Complete the following:
1. Translate this sentence from the post about spoilers into Spanish: "Yeah, I try to watch episodes as soon as possible after airing/dropping if it is a popular show and I don't want to be spoiled."
2. Duplicate the post about spoilers, beginning at the words "I was incommunicado…where" and stopping after "ruining your weekend.".

Text excerpt:
%%
Frustration at unintentional spoilers

I was incommunicado…where internet was constrained and, frankly, I wouldn’t have wanted to squander cruise time to the Mandalorian…and we got two episodes behind.

And yeah, current ettiquette seems to be ‘keep quiet up to three days after airing’…but this modern streaming era just means frustration when Tor (or Arstechnica, or any one of a dozen other possible channels, drops something like ‘here’s why ‘X’ changes EVERYTHING…when I wasn’t even aware X was going to BE in last weeks episode.

Bah. I hate it. #ShakesFistAtCloud

Yeah, I try to watch episodes as soon as possible after airing/dropping if it is a popular show and I don’t want to be spoiled.

Never turn your TV on on a Sunday with Formula One. Even the Gardening Channel will tell you Hamilton or Verstappen won, totally ruining your weekend.

And yet, no where else can you find coverage worth a dry, scratchy fuck.
%%
(Referring expression data)
%%
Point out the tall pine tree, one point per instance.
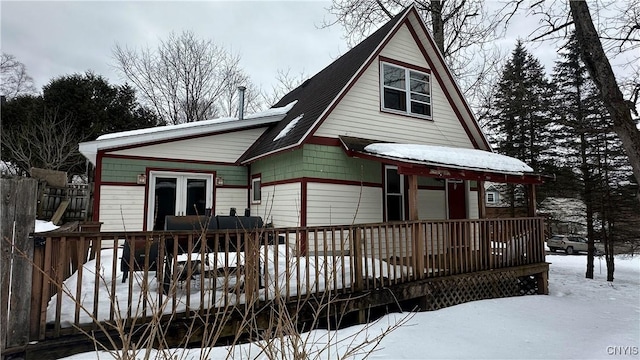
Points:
(584, 141)
(520, 114)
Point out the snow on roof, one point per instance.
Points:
(44, 226)
(288, 128)
(457, 157)
(141, 136)
(198, 124)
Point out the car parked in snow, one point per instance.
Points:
(571, 244)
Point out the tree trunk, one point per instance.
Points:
(610, 259)
(438, 24)
(600, 71)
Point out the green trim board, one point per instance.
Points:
(317, 161)
(126, 170)
(330, 162)
(283, 166)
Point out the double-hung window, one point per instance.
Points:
(405, 90)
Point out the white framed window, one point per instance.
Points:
(256, 191)
(405, 90)
(177, 193)
(394, 193)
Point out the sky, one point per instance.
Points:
(579, 319)
(55, 38)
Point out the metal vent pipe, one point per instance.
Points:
(241, 90)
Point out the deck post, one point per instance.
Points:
(543, 283)
(356, 254)
(532, 200)
(482, 208)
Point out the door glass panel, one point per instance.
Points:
(196, 196)
(165, 200)
(394, 207)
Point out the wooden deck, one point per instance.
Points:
(433, 263)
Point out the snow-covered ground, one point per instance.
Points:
(580, 319)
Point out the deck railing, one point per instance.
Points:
(81, 277)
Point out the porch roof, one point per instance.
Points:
(442, 161)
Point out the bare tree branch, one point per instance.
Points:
(185, 79)
(15, 80)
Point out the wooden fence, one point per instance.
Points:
(172, 273)
(74, 198)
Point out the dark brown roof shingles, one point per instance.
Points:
(317, 93)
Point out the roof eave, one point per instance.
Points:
(90, 148)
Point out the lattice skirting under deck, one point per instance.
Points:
(461, 289)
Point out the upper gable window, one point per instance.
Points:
(405, 90)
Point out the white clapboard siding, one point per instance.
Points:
(335, 204)
(280, 205)
(121, 208)
(432, 204)
(227, 198)
(358, 113)
(218, 148)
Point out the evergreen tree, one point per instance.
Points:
(45, 130)
(584, 140)
(520, 115)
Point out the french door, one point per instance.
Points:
(394, 194)
(176, 193)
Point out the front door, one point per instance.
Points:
(457, 199)
(174, 193)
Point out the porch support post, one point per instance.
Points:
(413, 197)
(482, 209)
(416, 234)
(532, 200)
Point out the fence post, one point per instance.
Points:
(17, 218)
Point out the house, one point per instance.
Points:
(381, 134)
(372, 173)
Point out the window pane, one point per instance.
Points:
(394, 99)
(419, 87)
(420, 108)
(257, 196)
(394, 77)
(196, 196)
(394, 207)
(393, 181)
(419, 76)
(165, 200)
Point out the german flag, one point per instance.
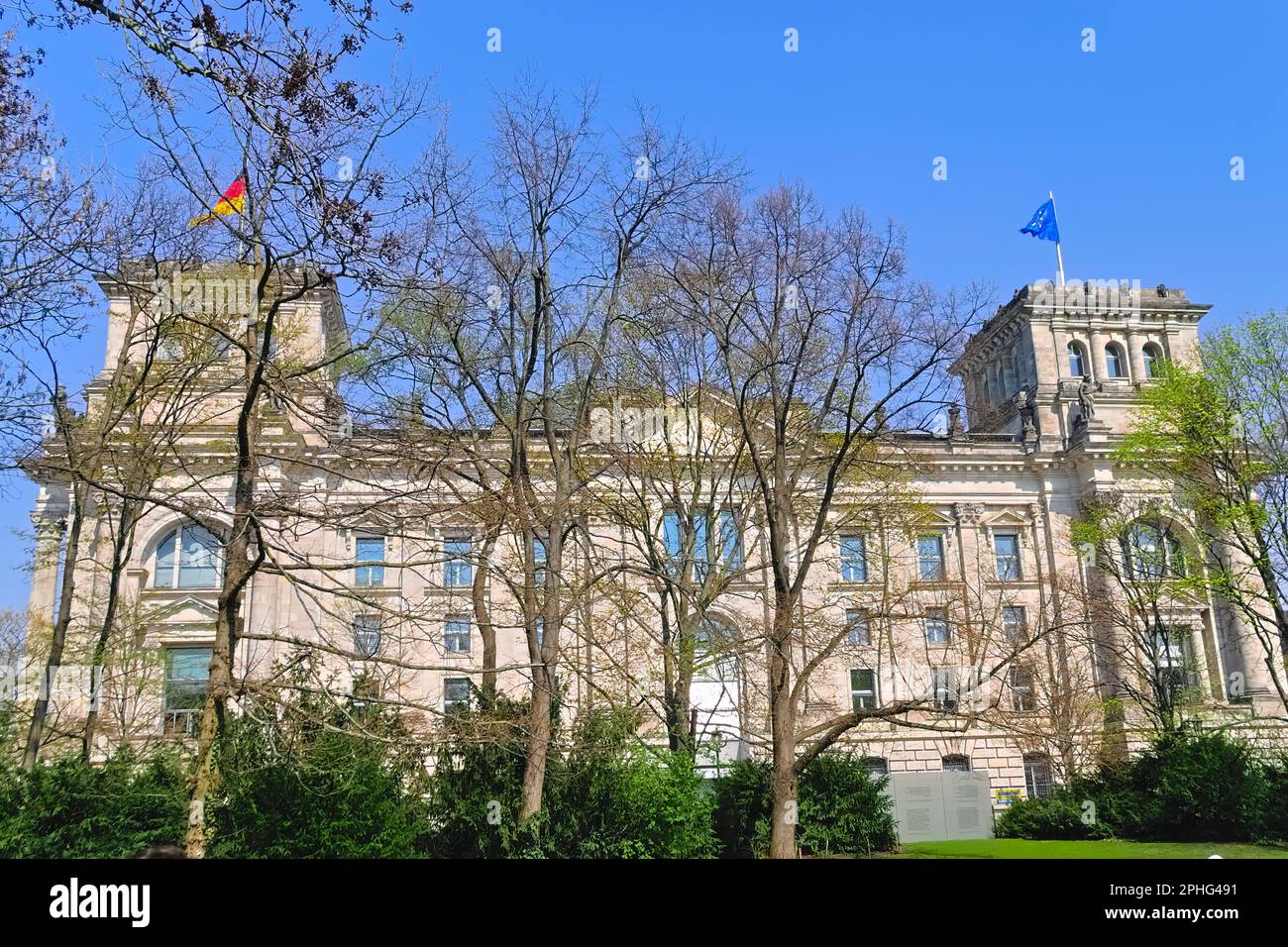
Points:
(232, 202)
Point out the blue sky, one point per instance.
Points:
(1134, 138)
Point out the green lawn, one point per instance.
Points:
(1020, 848)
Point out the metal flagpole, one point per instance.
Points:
(1059, 257)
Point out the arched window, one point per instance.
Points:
(188, 558)
(1115, 363)
(1037, 775)
(1077, 361)
(1153, 360)
(713, 652)
(1151, 552)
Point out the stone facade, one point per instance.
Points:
(1050, 382)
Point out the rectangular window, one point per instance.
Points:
(1021, 688)
(456, 694)
(938, 630)
(673, 536)
(456, 634)
(863, 688)
(854, 560)
(944, 685)
(1038, 779)
(858, 628)
(369, 570)
(930, 558)
(1006, 547)
(730, 541)
(458, 570)
(366, 635)
(539, 562)
(1014, 624)
(1171, 655)
(187, 671)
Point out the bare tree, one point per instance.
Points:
(824, 347)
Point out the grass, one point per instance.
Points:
(1021, 848)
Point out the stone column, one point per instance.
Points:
(1136, 357)
(50, 521)
(1098, 356)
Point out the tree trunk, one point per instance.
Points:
(121, 551)
(483, 617)
(67, 591)
(539, 745)
(782, 719)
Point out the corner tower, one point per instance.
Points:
(1059, 359)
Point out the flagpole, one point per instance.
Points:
(1059, 257)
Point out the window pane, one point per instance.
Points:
(1021, 686)
(671, 535)
(458, 570)
(1037, 776)
(539, 562)
(458, 634)
(930, 554)
(198, 558)
(456, 693)
(1014, 622)
(854, 560)
(858, 628)
(863, 688)
(945, 688)
(1076, 365)
(372, 549)
(936, 628)
(1113, 361)
(730, 540)
(1150, 361)
(366, 634)
(163, 578)
(1008, 549)
(185, 674)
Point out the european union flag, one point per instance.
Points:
(1042, 226)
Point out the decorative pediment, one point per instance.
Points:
(188, 609)
(1004, 518)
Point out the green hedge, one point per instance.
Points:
(841, 808)
(1189, 787)
(73, 809)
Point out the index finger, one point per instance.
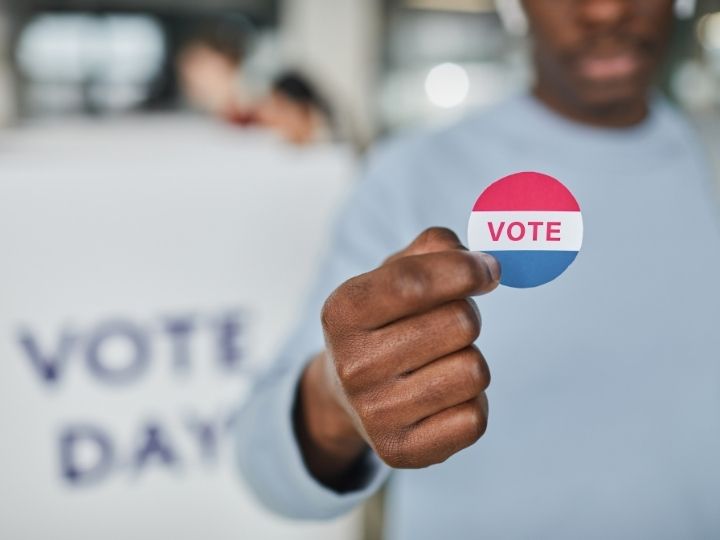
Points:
(415, 284)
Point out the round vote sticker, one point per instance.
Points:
(531, 223)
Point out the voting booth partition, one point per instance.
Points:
(150, 269)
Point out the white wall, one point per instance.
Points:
(338, 42)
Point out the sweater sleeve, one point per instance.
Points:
(374, 223)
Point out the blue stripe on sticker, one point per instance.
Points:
(525, 269)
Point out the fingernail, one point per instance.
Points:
(492, 265)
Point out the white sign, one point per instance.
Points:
(145, 281)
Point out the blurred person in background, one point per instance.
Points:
(606, 409)
(296, 110)
(209, 67)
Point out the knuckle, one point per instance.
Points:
(440, 236)
(475, 370)
(468, 322)
(328, 313)
(392, 449)
(342, 307)
(412, 282)
(471, 274)
(477, 421)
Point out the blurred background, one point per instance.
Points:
(168, 174)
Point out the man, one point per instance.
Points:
(606, 382)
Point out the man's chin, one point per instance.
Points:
(612, 98)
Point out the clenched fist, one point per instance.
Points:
(400, 372)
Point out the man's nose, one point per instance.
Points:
(604, 13)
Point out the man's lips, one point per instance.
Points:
(616, 66)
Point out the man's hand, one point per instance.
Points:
(400, 372)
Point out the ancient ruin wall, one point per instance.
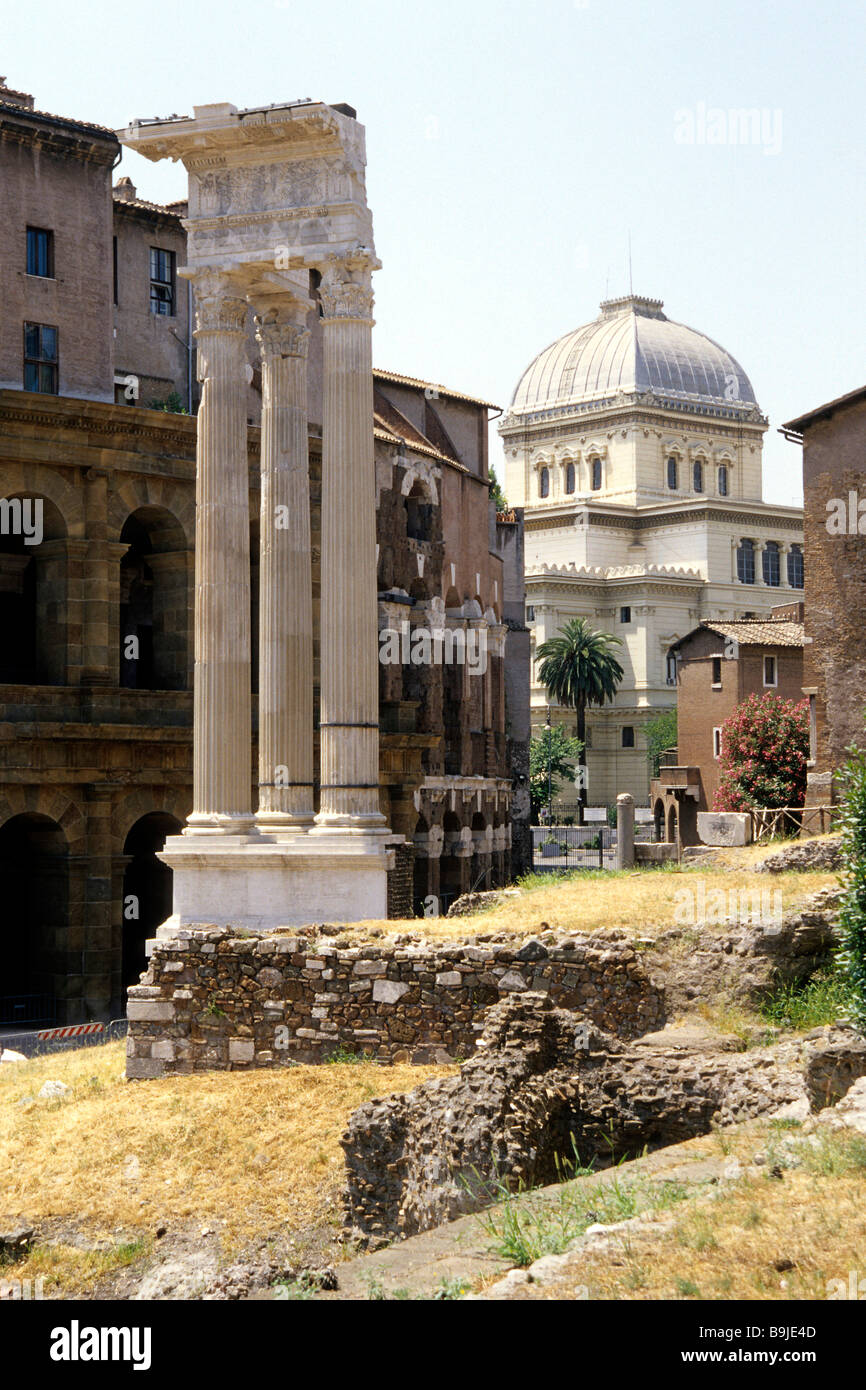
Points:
(211, 1000)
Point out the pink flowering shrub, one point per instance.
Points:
(765, 747)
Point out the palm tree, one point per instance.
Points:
(578, 669)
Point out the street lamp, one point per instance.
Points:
(549, 777)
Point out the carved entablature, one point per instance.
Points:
(270, 191)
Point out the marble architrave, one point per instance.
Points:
(274, 193)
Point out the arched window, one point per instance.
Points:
(795, 566)
(745, 562)
(419, 513)
(770, 565)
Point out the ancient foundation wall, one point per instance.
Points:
(211, 1000)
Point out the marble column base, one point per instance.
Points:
(281, 879)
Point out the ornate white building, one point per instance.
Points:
(635, 446)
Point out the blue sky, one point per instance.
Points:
(513, 148)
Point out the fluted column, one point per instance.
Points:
(223, 727)
(285, 581)
(349, 648)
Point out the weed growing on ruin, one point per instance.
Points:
(851, 957)
(834, 1155)
(448, 1289)
(823, 998)
(342, 1055)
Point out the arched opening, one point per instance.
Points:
(451, 866)
(420, 887)
(32, 592)
(146, 888)
(419, 512)
(153, 610)
(34, 870)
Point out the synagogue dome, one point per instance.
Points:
(633, 349)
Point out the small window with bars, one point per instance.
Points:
(41, 252)
(41, 359)
(161, 281)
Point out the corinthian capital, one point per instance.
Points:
(281, 332)
(345, 288)
(218, 305)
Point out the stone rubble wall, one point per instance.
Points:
(213, 1000)
(544, 1091)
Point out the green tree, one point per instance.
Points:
(851, 957)
(765, 747)
(578, 669)
(560, 752)
(496, 494)
(660, 734)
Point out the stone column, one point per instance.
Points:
(221, 719)
(624, 830)
(285, 581)
(349, 676)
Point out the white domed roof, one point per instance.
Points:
(633, 348)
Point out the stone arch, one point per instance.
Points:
(153, 617)
(34, 588)
(163, 496)
(148, 884)
(146, 801)
(34, 915)
(36, 480)
(50, 804)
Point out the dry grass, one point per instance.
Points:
(641, 902)
(243, 1154)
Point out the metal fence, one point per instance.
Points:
(64, 1039)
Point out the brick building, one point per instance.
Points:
(834, 670)
(719, 665)
(97, 592)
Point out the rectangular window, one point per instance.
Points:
(41, 252)
(770, 565)
(161, 281)
(795, 567)
(41, 359)
(745, 562)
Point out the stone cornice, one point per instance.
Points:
(641, 407)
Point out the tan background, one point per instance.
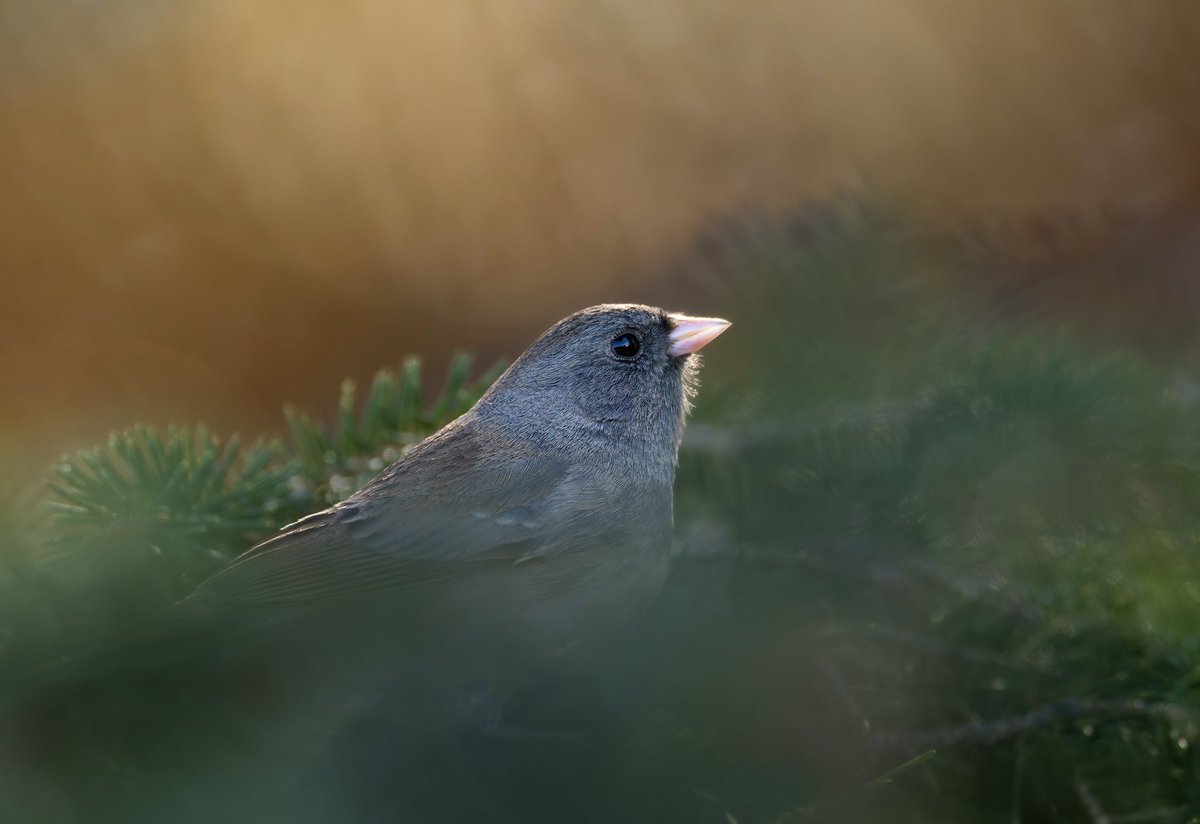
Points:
(210, 206)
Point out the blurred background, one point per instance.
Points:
(940, 495)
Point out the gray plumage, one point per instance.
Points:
(538, 518)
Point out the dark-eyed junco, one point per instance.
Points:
(539, 517)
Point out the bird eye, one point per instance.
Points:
(625, 346)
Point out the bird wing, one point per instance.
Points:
(455, 504)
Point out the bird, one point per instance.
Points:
(537, 521)
(364, 636)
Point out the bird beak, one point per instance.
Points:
(689, 335)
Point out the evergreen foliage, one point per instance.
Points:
(933, 566)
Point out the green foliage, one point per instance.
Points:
(360, 443)
(936, 565)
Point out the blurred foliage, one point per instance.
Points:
(935, 563)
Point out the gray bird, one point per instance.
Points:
(535, 522)
(539, 518)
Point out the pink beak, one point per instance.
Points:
(689, 335)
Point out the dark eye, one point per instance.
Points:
(625, 346)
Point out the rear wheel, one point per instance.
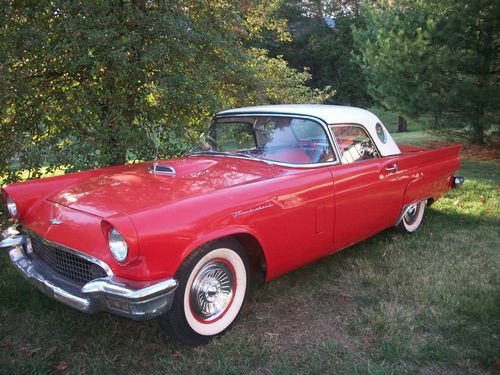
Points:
(412, 219)
(212, 287)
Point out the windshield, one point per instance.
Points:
(273, 138)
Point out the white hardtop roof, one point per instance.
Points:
(331, 114)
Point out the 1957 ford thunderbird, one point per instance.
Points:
(267, 189)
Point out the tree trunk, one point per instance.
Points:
(402, 124)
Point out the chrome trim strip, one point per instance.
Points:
(333, 144)
(88, 257)
(12, 241)
(113, 286)
(407, 207)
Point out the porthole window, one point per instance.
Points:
(380, 132)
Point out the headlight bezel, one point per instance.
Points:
(117, 245)
(12, 208)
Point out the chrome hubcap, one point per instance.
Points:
(212, 290)
(411, 214)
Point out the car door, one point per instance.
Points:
(368, 188)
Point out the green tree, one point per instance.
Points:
(437, 57)
(321, 41)
(85, 84)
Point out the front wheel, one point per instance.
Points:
(212, 287)
(412, 218)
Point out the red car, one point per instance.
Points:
(267, 189)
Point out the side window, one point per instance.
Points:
(354, 143)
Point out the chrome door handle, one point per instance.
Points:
(392, 167)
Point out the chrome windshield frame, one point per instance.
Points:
(323, 124)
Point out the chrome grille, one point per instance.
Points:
(66, 264)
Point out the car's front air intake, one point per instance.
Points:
(66, 264)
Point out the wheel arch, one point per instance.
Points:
(245, 237)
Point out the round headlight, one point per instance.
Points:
(11, 207)
(117, 245)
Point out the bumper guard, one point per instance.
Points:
%%
Results in order:
1. Sí, intento ver los episodios lo antes posible después de su emisión/estreno si es una serie popular y no quiero que me hagan spoilers.

2.
I was incommunicado…where internet was constrained and, frankly, I wouldn’t have wanted to squander cruise time to the Mandalorian…and we got two episodes behind.

And yeah, current ettiquette seems to be ‘keep quiet up to three days after airing’…but this modern streaming era just means frustration when Tor (or Arstechnica, or any one of a dozen other possible channels, drops something like ‘here’s why ‘X’ changes EVERYTHING…when I wasn’t even aware X was going to BE in last weeks episode.

Bah. I hate it. #ShakesFistAtCloud

Yeah, I try to watch episodes as soon as possible after airing/dropping if it is a popular show and I don’t want to be spoiled.

Never turn your TV on on a Sunday with Formula One. Even the Gardening Channel will tell you Hamilton or Verstappen won, totally ruining your weekend.